_Work to complete_
Starting with the line with "Tag the drooping" and going on through the line with "Target: drooping daisy", substitute "wilted daisy" for "drooping daisy" and give those lines again with nothing else changed.

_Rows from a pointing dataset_
━━━━━━━━━━

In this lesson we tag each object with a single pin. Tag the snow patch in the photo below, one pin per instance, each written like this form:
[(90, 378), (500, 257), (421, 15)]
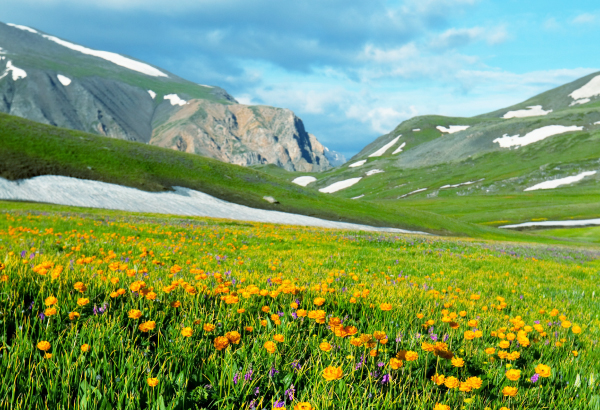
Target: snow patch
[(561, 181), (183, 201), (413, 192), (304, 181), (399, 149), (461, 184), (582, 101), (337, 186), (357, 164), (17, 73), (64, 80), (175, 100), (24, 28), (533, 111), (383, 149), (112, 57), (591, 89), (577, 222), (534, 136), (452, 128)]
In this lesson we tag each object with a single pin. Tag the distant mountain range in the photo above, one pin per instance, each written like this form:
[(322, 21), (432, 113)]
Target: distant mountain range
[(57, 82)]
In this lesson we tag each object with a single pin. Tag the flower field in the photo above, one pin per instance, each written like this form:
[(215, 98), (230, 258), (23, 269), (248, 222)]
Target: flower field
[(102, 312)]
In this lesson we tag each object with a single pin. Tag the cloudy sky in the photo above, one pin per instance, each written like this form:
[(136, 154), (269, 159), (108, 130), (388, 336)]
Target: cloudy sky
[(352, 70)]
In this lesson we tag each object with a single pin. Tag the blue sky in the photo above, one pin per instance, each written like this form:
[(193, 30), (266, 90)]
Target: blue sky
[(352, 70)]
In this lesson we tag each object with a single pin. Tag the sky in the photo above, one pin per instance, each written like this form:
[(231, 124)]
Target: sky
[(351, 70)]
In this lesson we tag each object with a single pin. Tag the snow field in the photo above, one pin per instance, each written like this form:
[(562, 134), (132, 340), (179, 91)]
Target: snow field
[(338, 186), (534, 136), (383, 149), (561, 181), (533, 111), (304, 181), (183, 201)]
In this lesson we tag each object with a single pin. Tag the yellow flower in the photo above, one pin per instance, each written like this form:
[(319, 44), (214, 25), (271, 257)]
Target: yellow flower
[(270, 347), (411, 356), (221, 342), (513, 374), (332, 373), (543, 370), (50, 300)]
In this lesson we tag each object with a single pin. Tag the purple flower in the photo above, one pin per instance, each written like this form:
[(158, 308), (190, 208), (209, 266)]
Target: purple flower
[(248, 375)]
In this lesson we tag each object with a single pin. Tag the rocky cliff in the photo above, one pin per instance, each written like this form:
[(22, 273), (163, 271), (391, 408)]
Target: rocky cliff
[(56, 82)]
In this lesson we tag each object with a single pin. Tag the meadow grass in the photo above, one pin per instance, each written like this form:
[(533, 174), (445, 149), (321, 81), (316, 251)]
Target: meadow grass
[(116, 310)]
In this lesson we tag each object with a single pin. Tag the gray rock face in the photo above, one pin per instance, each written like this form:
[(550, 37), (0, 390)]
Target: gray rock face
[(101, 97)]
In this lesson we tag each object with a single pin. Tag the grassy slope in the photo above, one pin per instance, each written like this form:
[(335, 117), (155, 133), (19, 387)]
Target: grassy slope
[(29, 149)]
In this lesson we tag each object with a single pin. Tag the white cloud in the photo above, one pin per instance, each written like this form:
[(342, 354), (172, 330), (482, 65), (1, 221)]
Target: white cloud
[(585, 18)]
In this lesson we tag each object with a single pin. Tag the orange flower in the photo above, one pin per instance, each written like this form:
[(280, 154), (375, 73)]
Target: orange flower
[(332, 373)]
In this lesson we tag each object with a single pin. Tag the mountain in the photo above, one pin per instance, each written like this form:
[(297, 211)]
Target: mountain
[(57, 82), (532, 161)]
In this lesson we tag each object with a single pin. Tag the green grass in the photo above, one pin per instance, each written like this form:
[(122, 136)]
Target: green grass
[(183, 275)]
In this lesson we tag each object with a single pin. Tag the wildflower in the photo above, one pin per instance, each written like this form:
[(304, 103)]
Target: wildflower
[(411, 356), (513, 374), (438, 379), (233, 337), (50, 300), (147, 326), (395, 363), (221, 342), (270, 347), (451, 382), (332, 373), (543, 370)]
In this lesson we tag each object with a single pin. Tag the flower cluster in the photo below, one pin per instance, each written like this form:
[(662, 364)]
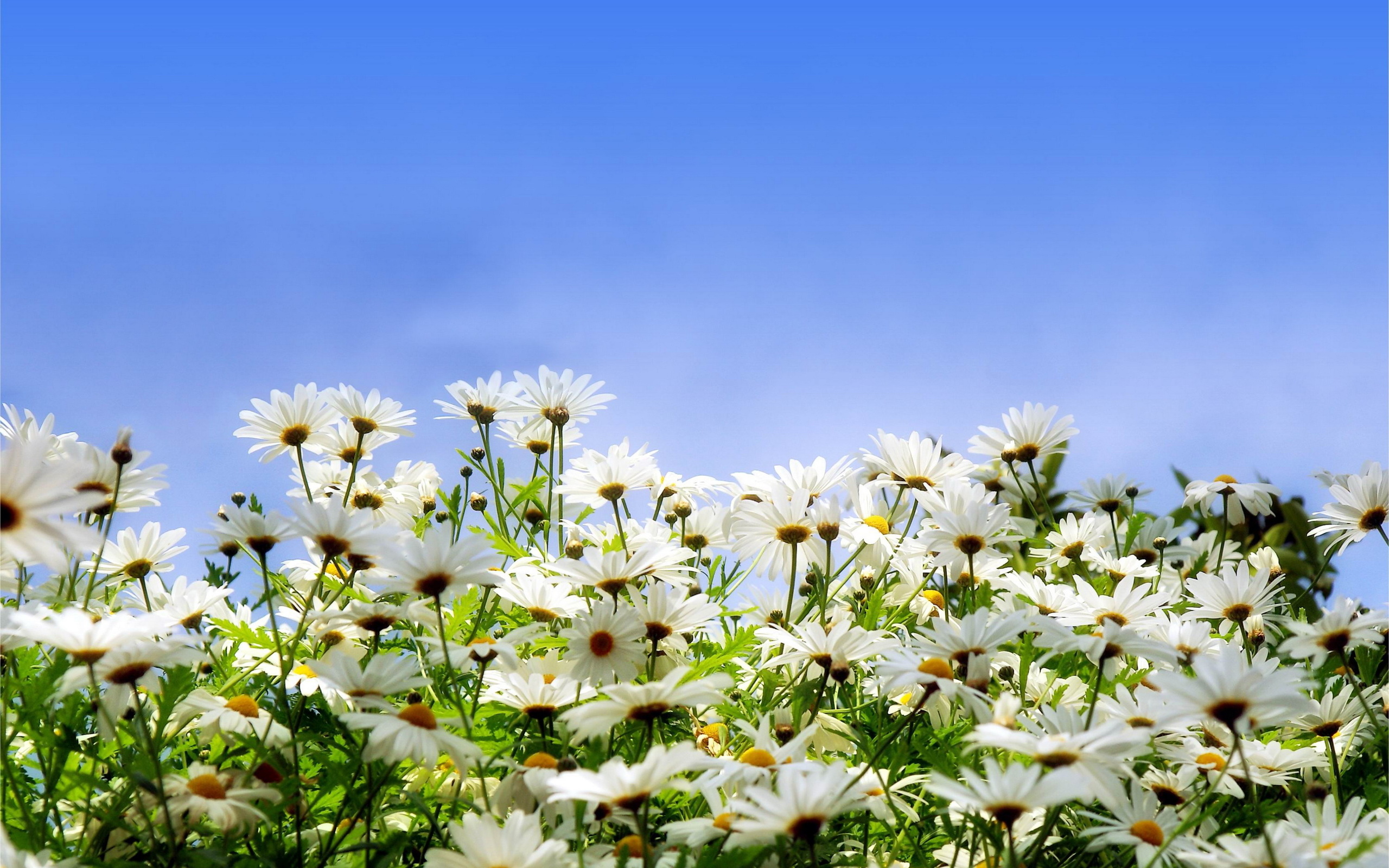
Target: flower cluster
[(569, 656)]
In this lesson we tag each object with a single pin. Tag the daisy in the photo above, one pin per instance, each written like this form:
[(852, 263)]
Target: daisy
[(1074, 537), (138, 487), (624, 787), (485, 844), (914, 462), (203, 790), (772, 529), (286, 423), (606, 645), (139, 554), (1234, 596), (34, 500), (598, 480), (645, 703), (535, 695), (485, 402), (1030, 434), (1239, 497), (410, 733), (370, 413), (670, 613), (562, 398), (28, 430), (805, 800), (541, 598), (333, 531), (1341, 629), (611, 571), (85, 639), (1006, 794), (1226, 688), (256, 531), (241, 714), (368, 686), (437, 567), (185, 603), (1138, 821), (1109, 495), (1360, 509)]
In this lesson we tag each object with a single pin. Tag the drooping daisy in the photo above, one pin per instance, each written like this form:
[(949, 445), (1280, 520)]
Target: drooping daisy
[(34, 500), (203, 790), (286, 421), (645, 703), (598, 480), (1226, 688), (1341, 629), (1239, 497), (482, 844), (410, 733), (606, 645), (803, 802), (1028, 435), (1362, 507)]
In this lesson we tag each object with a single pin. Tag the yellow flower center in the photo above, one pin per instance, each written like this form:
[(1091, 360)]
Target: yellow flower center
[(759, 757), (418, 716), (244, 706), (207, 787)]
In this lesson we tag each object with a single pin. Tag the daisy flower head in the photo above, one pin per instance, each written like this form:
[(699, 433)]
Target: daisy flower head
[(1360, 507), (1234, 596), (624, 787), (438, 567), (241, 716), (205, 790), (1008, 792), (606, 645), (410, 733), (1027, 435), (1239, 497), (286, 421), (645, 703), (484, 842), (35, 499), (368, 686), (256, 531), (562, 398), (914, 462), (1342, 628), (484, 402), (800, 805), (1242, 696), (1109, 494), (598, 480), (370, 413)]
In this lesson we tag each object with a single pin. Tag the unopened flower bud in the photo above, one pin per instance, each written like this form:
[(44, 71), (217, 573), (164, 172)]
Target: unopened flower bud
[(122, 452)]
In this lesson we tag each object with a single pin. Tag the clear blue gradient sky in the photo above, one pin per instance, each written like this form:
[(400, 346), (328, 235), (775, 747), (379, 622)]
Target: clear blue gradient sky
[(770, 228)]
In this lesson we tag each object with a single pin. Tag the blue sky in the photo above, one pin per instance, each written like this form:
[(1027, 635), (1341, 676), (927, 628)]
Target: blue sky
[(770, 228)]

━━━━━━━━━━

_Correct answer_
In this lesson we tag each object with a single pin. Tag the wilted daisy in the photo above, one pin per instance, each written like this form:
[(949, 445), (1280, 520)]
Target: wilted daisy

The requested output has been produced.